Meski sejumlah kalangan mendesak agar permulaan tahun ajaran baru 2010/2021 diundur dari Juli 2020 menjadi Januari 2021, Kemendikbud tetap memutuskan permulaan tahun ajaran baru pada Juli. Salah satu indikatornya, pemerintah tetap melaksanakan Penerimaan Peserta Didik Baru 2020 sesuai jadwal.
Pembelajaran jarak jauh masih relevan dilanjutkan mengingat sampai saat ini belum ada kepastian kapan pandemi ini akan berakhir. (Anggi Afriansyah)
Menurut peneliti sosiologi pendidikan di Pusat Penelitian Kependudukan Lembaga Ilmu Pengetahuan Indonesia, Anggi Afriansyah, pembelajaran jarak jauh masih relevan dilanjutkan mengingat sampai saat ini belum ada kepastian kapan pandemi ini akan berakhir. Namun, pemerintah juga harus memastikan bahwa pola ini tidak meminggirkan para siswa yang rentan.
”Setelah dua bulan ini seharusnya sudah ada evaluasi dari pemerintah pusat terkait PJJ (pembelajaran jarak jauh) yang sudah dilaksanakan. Apa kekurangan dari PJJ, apa yang mendesak untuk diperbaiki. Bagaimana efektivitas pelaksanaan PJJ, bagaimana nasib anak-anak kelas menengah ke bawah ketika PJJ dilaksanakan, dan sebagainya,” kata Anggi di Jakarta, Jumat (29/5/2020).
Pelaksana Tugas Direktur Jenderal Pendidikan Anak Usia Dini, Pendidikan Dasar, dan Pendidikan Menengah Kementerian Pendidikan dan Kebudayaan Hamid Muhammad mengatakan, berdasarkan evaluasi yang dilakukan Badan Litbang Kemendikbud pada April lalu, pelaksanaan PJJ secara daring baru 50 persen yang efektif. Permasalahan utama adalah kendala akses internet dan perangkat teknologi informasi.
Sisanya, tambah Hamid, PJJ secara campuran daring dan penugasan secara manual, serta secara luring atau tatap muka. ”Daerah-daerah yang tidak ada internet juga tidak bisa mengakses siaran edukasi di TVRI dan RRI. Bahkan, listrik pun belum ada. Maka ada guru kunjung. Itu tugas yang sangat berat bagi guru,” tutur Hamid dalam Bincang Sore Pendidikan dan Kebudayaan secara daring, Kamis.

(Data ekspresi rujukan)

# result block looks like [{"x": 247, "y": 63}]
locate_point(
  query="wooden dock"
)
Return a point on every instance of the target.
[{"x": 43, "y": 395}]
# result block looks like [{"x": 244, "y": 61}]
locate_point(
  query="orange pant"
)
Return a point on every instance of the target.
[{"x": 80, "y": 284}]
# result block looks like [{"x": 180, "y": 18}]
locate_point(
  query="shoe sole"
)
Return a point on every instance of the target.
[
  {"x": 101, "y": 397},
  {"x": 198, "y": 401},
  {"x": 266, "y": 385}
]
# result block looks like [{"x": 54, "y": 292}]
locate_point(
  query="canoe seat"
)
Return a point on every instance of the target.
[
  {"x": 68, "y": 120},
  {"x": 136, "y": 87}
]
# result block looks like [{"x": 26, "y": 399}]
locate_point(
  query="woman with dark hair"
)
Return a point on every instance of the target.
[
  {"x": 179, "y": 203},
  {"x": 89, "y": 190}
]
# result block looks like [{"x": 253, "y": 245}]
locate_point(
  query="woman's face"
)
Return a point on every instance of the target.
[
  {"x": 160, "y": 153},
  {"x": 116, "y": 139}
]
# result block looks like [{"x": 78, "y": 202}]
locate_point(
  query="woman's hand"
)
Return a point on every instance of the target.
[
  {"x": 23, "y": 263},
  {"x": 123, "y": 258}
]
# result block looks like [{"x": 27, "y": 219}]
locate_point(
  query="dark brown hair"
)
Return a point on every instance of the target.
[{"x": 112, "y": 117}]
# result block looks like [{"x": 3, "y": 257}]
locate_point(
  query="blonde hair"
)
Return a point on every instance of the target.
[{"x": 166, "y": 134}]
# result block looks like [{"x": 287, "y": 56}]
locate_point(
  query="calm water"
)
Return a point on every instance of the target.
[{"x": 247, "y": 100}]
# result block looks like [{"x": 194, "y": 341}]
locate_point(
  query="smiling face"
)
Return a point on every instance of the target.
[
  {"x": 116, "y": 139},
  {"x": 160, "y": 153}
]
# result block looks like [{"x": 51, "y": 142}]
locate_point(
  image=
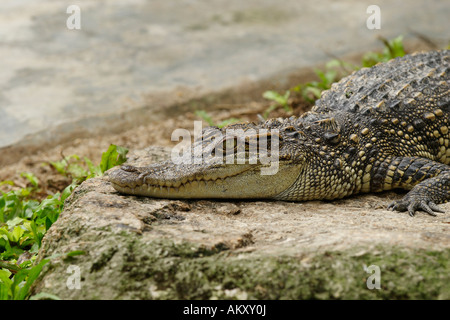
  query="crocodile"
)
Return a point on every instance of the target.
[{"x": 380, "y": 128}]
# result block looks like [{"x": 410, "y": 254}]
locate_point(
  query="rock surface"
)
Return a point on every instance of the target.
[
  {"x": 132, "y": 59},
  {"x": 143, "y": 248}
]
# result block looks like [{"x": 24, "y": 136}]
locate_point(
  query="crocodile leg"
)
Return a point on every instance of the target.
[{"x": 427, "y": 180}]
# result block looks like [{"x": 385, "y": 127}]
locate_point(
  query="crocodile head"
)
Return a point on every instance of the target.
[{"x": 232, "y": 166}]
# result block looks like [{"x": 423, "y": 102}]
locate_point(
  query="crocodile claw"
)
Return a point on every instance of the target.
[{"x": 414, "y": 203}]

» **TUGAS YANG DIKERJAKAN**:
[A] Sebutkan hal-hal terkait PJJ yang menurut Anggi Afriansyah perlu dievaluasi pemerintah pusat dalam teks tentang pembelajaran jarak jauh.
[B] Menurut evaluasi Badan Litbang Kemendikbud pada April dalam teks tentang pembelajaran jarak jauh, berapa persen pelaksanaan PJJ secara daring yang efektif?
[C] Lanjutkan teks tentang pembelajaran jarak jauh mulai sesudah kalimat terakhirnya.

» **JAWABAN TUGAS**:
[A]
- Kekurangan PJJ
- Hal yang mendesak untuk diperbaiki
- Efektivitas pelaksanaan PJJ
- Nasib anak-anak kelas menengah ke bawah ketika PJJ dilaksanakan

[B] Baru 50 persen.

[C]
Pada tahun ajaran baru nanti, kata Hamid, sebagian sekolah masih akan melaksanakan pembelajaran daring. ”Ini akan diperkuat dengan dukungan platform PJJ daring, TVRI, dan penyedia kuota gratis atau murah dari penyedia telekomunikasi seluler,” kata Hamid.
Bermasalah
Secara terpisah, Ketua Umum Ikatan Guru Indonesia M Ramli Rahim menilai tidak ada upaya Kemendikbud menuntaskan masalah dalam pelaksanaan pembelajaran jarak jauh. Dia mengutip data Kemendikbud yang menunjukkan lebih dari 60 persen guru bermasalah dalam pembelajaran jarak jauh karena ketidakmampuan guru dalam penguasaan teknologi.
”Jika penguasaan teknologi saja lebih dari 60 persen bermasalah, bagaimana kita bisa berharap guru menghadirkan pembelajaran jarak jauh yang menyenangkan dan berkualitas?” ujarnya.
Karena itu, Ramli mendesak Kemendikbud menggeser awal tahun ajaran baru 2010/2021 ke Januari 2021. Alasannya, ini akan membuat dunia pendidikan memiliki langkah-langkah yang jelas, terutama terkait minimnya jumlah guru yang memiliki kemampuan tinggi dalam menjalankan pembelajaran jarak jauh secara daring.
Darmaningtyas, pengurus Persatuan Keluarga Tamansiswa, juga mengatakan, mempertahankan tahun ajaran baru tetap Juli dengan alasan proses pembelajarannya dapat dilakukan secara daring hanya akan memerosotkan kualitas pendidikan dalam jangka panjang. Pembelajaran daring kurang efektif, baik untuk peningkatan kompetensi maupun pendidikan karakter, karena banyak kendala di lapangan.
”Memundurkan tahun ajaran baru menjadi Januari tidak berarti sekolah/kampus libur selama satu semester. Sekolah/kampus tetap menyelenggarakan pendidikan daring,” katanya.
Namun, menurut Wakil Sekretaris Jenderal Federasi Serikat Guru Indonesia Satriwan Salim, pengunduran tahun ajaran baru akan berisiko dan berdampak besar terhadap sistem pendidikan nasional, psikologis siswa, hingga sinkronisasi dengan perguruan tinggi, baik di dalam negeri maupun di luar negeri. Selain itu, juga akan berisiko ekonomi pada sekolah swasta, termasuk para guru sekolah swasta.